GIVEN PASSAGE:
# Minimalism 4 lyfe



## Naked Lilies (Jan 24, 2018)

Had to share as soon as I saw this...


----------



## blue ant (Jan 27, 2018)

Disclaimer: This post is in rather poor taste. If you're disabled and take offense, please understand that I'm not making fun of you, and please accept my apology. 

Honestly, I would hardly call OP "minimalist". No minimalist with a pair of perfectly good hands would splurge on a bindle, let alone a handle for it. And he's covered in unnecessary clothes! He isn't even trying.
My minimalist setup is as follows. I realized that I didn't need any bourgeois storage solutions for my gear. Instead, I alternately shove everything down my throat or up my ass. I used to have a decent organization system, but these days I just use whichever has more room. It took some getting used to at first, but once I gained complete control of my sphincter, mouth, intestines, and esophagus, it was no problem. (Plus I'm now a sex god.)
Once I had that down, I realized that my legs had to weigh at least 10 pounds each, so I had them removed in Mexicali. Now I just walk around on my arms, which isn't quite as fast or ergonomic as walking, but man, is my new body elegant!
I then realized I could pare down my gear further, so I chopped off my hands. Turns out you don't even need them! Your jaws and tongue can do most of the fine manipulation your hands usually do, and their grip strength is way better anyways. It also means I can't hitchhike anymore, due to not having any thumbs, but I don't want to have to interact with all those baroque housie fucks anyhow.
I've also DIY removed my appendix, and I've gotten rid of extra eyes, kidneys, etc. I don't know how much more I can pare down my gear without killing myself, but if anyone has any tips, please tell me.


----------

WHAT TO WORK ON: Can you give the minimalism thread again, starting at "Honestly, I would" and ending at "a sex god.)", substituting "backpack" for "bindle"?

EXTRACTED INFORMATION:

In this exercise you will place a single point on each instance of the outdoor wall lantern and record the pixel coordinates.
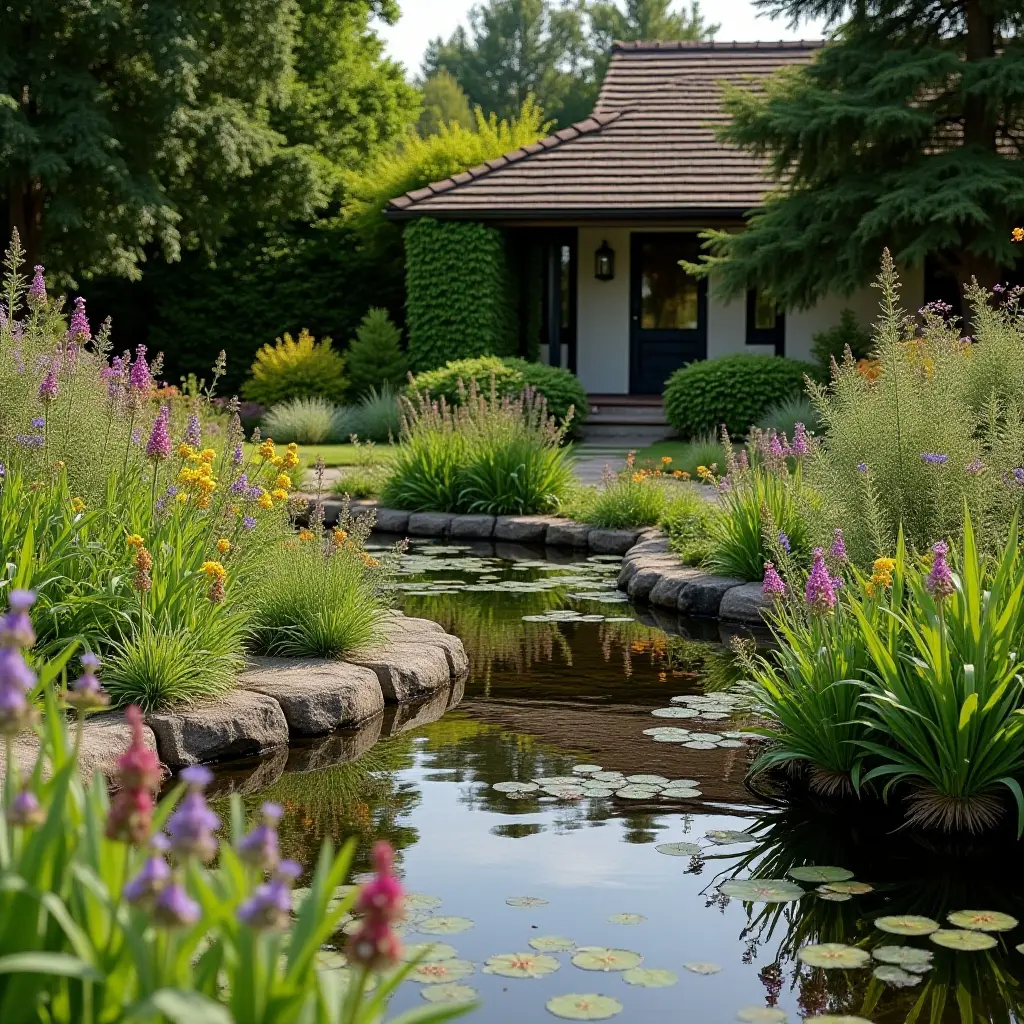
(604, 262)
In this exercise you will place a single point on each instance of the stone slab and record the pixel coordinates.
(239, 724)
(407, 670)
(744, 604)
(429, 523)
(702, 596)
(472, 525)
(316, 695)
(611, 542)
(566, 534)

WRITTEN SOLUTION:
Honestly, I would hardly call OP "minimalist". No minimalist with a pair of perfectly good hands would splurge on a backpack, let alone a handle for it. And he's covered in unnecessary clothes! He isn't even trying.
My minimalist setup is as follows. I realized that I didn't need any bourgeois storage solutions for my gear. Instead, I alternately shove everything down my throat or up my ass. I used to have a decent organization system, but these days I just use whichever has more room. It took some getting used to at first, but once I gained complete control of my sphincter, mouth, intestines, and esophagus, it was no problem. (Plus I'm now a sex god.)